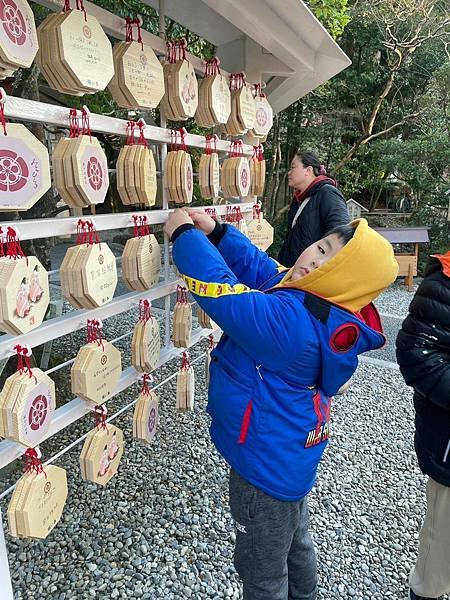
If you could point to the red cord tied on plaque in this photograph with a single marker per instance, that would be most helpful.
(86, 233)
(211, 342)
(24, 289)
(141, 124)
(185, 361)
(100, 413)
(145, 310)
(211, 345)
(178, 139)
(233, 215)
(147, 380)
(79, 122)
(23, 360)
(2, 110)
(181, 294)
(13, 247)
(257, 212)
(237, 81)
(129, 24)
(95, 332)
(176, 50)
(178, 169)
(210, 144)
(79, 6)
(211, 211)
(257, 91)
(209, 169)
(185, 384)
(182, 319)
(258, 152)
(236, 149)
(33, 462)
(141, 226)
(257, 171)
(212, 67)
(130, 139)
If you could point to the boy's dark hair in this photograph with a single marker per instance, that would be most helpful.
(309, 159)
(344, 233)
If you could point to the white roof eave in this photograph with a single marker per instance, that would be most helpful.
(278, 39)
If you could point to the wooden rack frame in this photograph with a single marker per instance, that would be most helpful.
(32, 111)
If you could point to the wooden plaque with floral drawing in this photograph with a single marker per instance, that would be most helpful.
(99, 274)
(260, 232)
(37, 503)
(263, 116)
(104, 454)
(85, 50)
(141, 76)
(33, 409)
(18, 38)
(24, 294)
(90, 169)
(242, 175)
(25, 168)
(96, 371)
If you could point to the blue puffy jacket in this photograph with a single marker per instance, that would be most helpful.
(283, 355)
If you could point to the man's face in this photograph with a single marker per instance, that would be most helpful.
(299, 176)
(316, 255)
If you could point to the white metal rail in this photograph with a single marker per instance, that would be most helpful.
(77, 408)
(39, 112)
(76, 320)
(43, 228)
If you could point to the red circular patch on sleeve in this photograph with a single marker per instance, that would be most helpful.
(345, 337)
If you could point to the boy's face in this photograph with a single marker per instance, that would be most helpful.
(299, 176)
(316, 255)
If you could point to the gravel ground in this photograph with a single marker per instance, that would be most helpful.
(396, 299)
(161, 528)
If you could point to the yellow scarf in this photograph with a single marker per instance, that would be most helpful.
(356, 275)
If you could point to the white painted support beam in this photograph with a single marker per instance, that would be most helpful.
(39, 112)
(77, 408)
(44, 228)
(74, 321)
(5, 575)
(115, 27)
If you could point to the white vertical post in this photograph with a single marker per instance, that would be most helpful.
(5, 575)
(163, 156)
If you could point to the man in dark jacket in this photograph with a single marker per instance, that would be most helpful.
(423, 353)
(318, 206)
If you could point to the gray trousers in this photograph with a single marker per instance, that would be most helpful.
(274, 553)
(431, 575)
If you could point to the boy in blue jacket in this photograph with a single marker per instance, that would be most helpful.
(291, 339)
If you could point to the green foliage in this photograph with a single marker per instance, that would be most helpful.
(333, 14)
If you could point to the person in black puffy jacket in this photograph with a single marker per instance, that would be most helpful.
(317, 207)
(423, 353)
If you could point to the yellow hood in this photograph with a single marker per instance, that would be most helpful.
(356, 275)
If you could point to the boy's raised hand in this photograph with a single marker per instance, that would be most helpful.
(202, 221)
(176, 218)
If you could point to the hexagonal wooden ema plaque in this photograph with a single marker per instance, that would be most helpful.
(18, 38)
(142, 76)
(90, 170)
(85, 50)
(24, 169)
(37, 503)
(24, 294)
(99, 274)
(96, 371)
(33, 409)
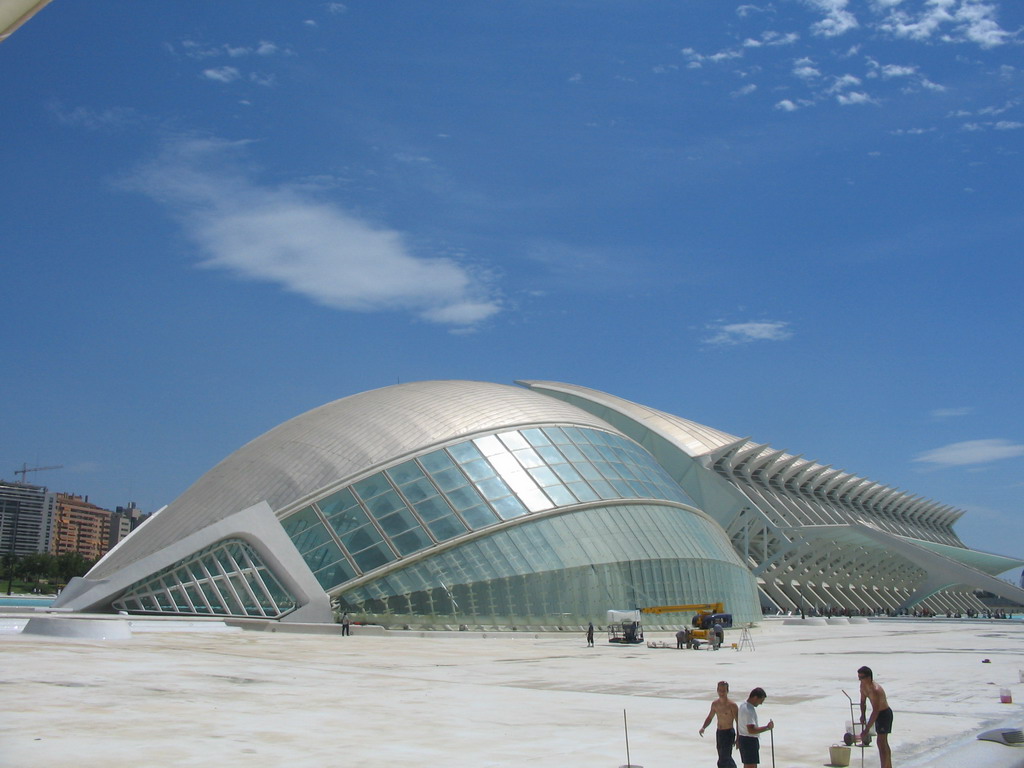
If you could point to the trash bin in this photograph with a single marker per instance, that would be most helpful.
(839, 755)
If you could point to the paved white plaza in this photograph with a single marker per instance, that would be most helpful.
(270, 698)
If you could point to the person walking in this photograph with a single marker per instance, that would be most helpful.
(749, 736)
(725, 731)
(882, 716)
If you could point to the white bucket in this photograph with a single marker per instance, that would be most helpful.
(839, 755)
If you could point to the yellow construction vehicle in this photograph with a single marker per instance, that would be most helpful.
(705, 619)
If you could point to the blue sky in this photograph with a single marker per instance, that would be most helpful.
(797, 220)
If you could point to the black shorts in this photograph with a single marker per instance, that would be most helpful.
(884, 722)
(750, 750)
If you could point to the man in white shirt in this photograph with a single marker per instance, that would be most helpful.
(749, 732)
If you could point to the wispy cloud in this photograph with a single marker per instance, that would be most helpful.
(838, 20)
(971, 452)
(745, 333)
(222, 74)
(950, 413)
(948, 20)
(285, 236)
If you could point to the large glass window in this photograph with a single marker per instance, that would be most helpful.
(469, 485)
(227, 579)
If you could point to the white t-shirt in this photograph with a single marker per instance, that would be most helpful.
(748, 716)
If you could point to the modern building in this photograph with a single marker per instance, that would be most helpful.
(26, 518)
(815, 538)
(123, 521)
(80, 526)
(451, 503)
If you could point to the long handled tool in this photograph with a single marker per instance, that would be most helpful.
(626, 727)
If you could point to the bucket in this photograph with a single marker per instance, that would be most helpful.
(839, 755)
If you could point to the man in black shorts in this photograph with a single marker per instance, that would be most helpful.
(749, 732)
(882, 716)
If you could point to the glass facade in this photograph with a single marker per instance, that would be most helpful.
(467, 486)
(567, 569)
(227, 579)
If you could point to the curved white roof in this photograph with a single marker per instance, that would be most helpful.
(695, 439)
(340, 440)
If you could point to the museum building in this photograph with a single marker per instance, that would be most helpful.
(483, 505)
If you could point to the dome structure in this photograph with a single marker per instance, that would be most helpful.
(427, 503)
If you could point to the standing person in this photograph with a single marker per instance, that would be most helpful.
(725, 734)
(882, 716)
(749, 739)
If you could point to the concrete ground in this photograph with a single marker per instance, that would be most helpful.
(270, 698)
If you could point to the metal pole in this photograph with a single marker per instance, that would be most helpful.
(627, 729)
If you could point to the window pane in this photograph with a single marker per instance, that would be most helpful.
(450, 478)
(544, 476)
(509, 507)
(536, 437)
(398, 522)
(373, 485)
(300, 521)
(436, 461)
(479, 516)
(348, 520)
(489, 445)
(358, 540)
(446, 527)
(478, 470)
(494, 487)
(374, 557)
(412, 541)
(335, 574)
(337, 502)
(528, 458)
(464, 452)
(419, 489)
(465, 498)
(406, 472)
(326, 555)
(385, 504)
(514, 440)
(559, 495)
(432, 509)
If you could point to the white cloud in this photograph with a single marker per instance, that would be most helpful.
(771, 38)
(971, 452)
(111, 119)
(805, 69)
(838, 19)
(282, 235)
(967, 20)
(222, 74)
(744, 333)
(854, 97)
(950, 413)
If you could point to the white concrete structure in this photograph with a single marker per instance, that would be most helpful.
(816, 538)
(457, 503)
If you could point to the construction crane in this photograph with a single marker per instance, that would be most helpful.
(24, 471)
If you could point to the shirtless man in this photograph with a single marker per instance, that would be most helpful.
(725, 734)
(882, 716)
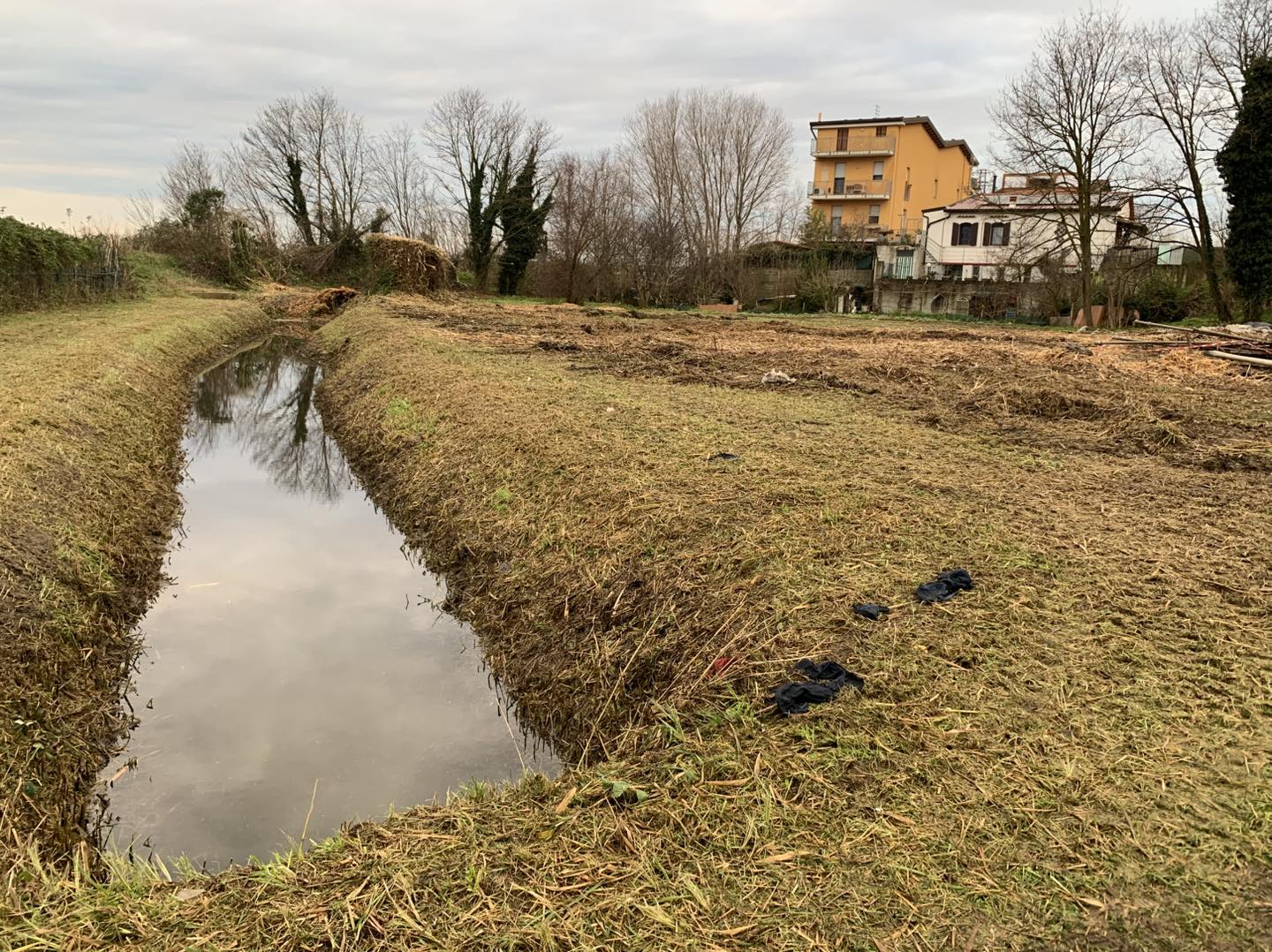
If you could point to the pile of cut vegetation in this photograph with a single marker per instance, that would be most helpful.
(299, 304)
(411, 265)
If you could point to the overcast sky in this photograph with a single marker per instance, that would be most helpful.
(95, 95)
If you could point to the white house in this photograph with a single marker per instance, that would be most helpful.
(1003, 235)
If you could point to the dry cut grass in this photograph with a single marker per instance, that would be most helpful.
(1075, 754)
(90, 414)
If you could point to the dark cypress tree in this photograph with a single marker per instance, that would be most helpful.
(522, 216)
(1246, 164)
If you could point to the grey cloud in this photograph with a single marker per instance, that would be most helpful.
(133, 78)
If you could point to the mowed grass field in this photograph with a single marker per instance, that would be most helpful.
(1074, 754)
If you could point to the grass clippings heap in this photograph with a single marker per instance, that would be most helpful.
(411, 265)
(303, 306)
(1074, 754)
(92, 405)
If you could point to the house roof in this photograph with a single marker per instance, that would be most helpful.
(902, 121)
(1020, 200)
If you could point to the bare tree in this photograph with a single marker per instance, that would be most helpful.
(1072, 117)
(1171, 69)
(191, 170)
(592, 225)
(307, 158)
(1235, 34)
(706, 165)
(401, 183)
(480, 147)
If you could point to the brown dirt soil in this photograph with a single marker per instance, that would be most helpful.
(1024, 385)
(92, 404)
(1075, 754)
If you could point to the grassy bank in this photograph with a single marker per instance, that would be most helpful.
(1076, 752)
(92, 405)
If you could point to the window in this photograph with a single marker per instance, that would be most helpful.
(997, 233)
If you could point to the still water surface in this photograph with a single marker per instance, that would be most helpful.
(298, 643)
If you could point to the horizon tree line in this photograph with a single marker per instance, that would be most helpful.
(664, 215)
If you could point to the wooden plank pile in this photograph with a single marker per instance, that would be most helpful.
(1243, 344)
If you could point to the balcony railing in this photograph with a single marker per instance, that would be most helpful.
(853, 145)
(870, 188)
(910, 225)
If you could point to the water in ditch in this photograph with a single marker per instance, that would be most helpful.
(298, 669)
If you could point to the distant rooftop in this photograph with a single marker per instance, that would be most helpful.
(902, 121)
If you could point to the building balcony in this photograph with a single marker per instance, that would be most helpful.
(876, 190)
(855, 145)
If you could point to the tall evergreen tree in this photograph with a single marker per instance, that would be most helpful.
(1246, 164)
(522, 216)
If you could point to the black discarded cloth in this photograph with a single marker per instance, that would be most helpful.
(869, 609)
(829, 677)
(945, 587)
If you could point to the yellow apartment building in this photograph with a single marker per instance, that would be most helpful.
(879, 174)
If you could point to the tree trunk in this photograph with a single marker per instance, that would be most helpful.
(1208, 249)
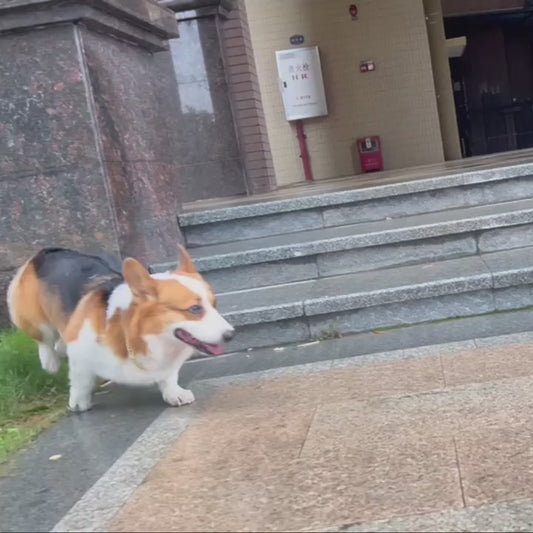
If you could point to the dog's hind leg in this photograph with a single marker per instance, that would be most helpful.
(49, 358)
(82, 381)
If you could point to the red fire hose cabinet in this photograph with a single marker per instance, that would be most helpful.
(370, 154)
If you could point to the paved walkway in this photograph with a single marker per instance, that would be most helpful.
(430, 439)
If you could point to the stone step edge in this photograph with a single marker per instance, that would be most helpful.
(363, 299)
(325, 199)
(413, 232)
(405, 342)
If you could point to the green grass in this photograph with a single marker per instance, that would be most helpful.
(30, 399)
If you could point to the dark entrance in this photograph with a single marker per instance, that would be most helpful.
(493, 81)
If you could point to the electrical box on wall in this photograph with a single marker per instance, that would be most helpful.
(301, 83)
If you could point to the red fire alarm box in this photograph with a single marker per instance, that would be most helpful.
(370, 154)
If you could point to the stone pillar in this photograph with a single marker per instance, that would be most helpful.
(88, 132)
(227, 152)
(442, 80)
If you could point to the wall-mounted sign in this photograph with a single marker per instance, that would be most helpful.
(297, 39)
(301, 83)
(367, 66)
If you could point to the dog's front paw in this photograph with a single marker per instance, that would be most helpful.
(79, 404)
(177, 396)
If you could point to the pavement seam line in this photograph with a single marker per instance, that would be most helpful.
(461, 484)
(120, 481)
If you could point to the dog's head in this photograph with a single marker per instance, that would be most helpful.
(175, 307)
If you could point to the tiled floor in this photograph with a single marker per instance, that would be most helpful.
(369, 180)
(417, 438)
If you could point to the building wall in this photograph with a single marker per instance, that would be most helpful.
(397, 101)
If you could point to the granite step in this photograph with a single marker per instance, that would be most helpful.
(355, 303)
(360, 247)
(254, 219)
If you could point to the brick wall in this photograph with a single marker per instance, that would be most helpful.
(397, 101)
(246, 101)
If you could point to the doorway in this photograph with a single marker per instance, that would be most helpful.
(493, 81)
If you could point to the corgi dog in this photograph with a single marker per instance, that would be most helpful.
(115, 321)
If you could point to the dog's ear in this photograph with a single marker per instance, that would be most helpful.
(185, 263)
(140, 282)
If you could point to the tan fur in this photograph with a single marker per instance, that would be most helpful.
(31, 307)
(156, 304)
(110, 333)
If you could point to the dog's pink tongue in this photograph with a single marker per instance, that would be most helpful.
(216, 349)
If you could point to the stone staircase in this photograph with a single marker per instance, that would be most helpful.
(340, 263)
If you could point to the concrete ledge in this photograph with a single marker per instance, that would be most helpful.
(326, 240)
(369, 289)
(414, 341)
(140, 21)
(254, 209)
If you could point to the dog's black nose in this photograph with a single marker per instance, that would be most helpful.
(228, 335)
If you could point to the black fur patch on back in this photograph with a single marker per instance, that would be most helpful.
(71, 274)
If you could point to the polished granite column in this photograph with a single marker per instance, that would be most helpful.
(210, 158)
(88, 130)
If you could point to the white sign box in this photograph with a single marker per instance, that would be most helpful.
(301, 83)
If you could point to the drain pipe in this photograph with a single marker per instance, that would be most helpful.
(304, 154)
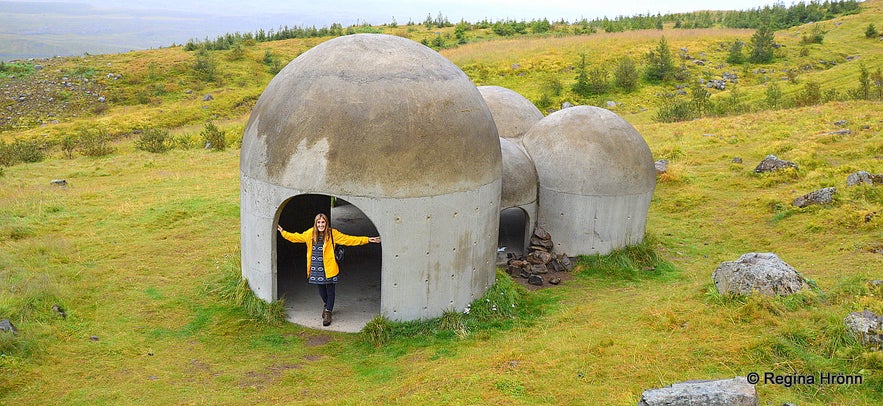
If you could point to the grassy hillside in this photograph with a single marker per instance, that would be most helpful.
(137, 246)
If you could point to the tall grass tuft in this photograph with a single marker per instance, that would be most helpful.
(234, 289)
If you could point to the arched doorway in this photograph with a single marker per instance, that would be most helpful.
(513, 234)
(358, 292)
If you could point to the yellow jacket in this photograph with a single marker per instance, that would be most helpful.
(331, 268)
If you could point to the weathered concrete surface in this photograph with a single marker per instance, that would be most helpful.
(596, 179)
(401, 133)
(519, 176)
(513, 113)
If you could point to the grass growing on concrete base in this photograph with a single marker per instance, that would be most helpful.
(233, 289)
(504, 306)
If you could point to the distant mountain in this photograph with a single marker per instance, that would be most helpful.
(46, 29)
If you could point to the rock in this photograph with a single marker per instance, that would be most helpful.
(542, 234)
(821, 196)
(539, 269)
(771, 163)
(724, 392)
(661, 166)
(59, 311)
(867, 326)
(535, 280)
(6, 325)
(566, 262)
(539, 257)
(861, 177)
(763, 273)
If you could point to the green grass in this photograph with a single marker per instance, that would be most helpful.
(141, 250)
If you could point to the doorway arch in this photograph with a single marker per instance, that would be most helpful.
(514, 234)
(359, 289)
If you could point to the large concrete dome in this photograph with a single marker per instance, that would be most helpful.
(512, 112)
(596, 179)
(372, 115)
(399, 133)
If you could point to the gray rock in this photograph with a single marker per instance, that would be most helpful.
(771, 163)
(6, 325)
(535, 280)
(868, 326)
(724, 392)
(661, 166)
(763, 273)
(821, 196)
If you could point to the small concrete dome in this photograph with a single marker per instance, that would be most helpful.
(596, 179)
(512, 112)
(371, 115)
(519, 176)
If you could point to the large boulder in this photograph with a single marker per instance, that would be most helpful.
(724, 392)
(868, 326)
(763, 273)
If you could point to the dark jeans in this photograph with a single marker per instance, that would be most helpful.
(327, 293)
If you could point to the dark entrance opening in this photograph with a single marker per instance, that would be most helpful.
(513, 233)
(358, 291)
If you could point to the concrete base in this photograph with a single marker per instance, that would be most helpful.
(357, 298)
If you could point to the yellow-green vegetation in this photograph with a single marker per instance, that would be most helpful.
(140, 249)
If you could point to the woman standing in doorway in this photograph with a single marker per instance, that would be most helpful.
(322, 269)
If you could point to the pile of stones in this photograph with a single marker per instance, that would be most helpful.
(541, 262)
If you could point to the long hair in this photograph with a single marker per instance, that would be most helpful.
(316, 229)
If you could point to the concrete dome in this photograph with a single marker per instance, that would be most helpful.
(590, 151)
(596, 179)
(402, 135)
(519, 176)
(371, 115)
(512, 112)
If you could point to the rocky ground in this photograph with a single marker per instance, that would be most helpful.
(51, 94)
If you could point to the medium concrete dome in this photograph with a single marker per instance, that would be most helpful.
(371, 115)
(512, 112)
(596, 179)
(519, 176)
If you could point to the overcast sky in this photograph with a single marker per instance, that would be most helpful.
(375, 12)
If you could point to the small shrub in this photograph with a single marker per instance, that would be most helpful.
(94, 142)
(19, 151)
(156, 140)
(214, 138)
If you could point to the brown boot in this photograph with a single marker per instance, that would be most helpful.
(326, 318)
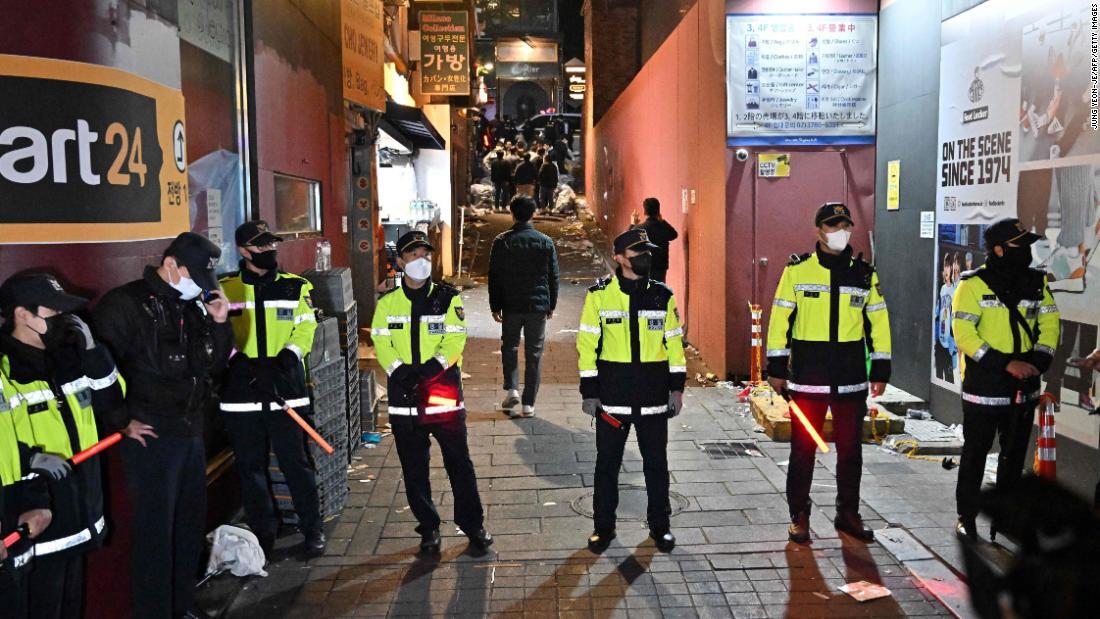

## Exercise requirements
Please gather every line of the items above that contains the string "hair". Uppercase and lowercase count as different.

## Task result
If you could point to the boy's dark hair in this photograph with a single marker per instance, that would be most helpful.
If you could point to the long hair in this photograph with a single marker per instance, that would be most helpful.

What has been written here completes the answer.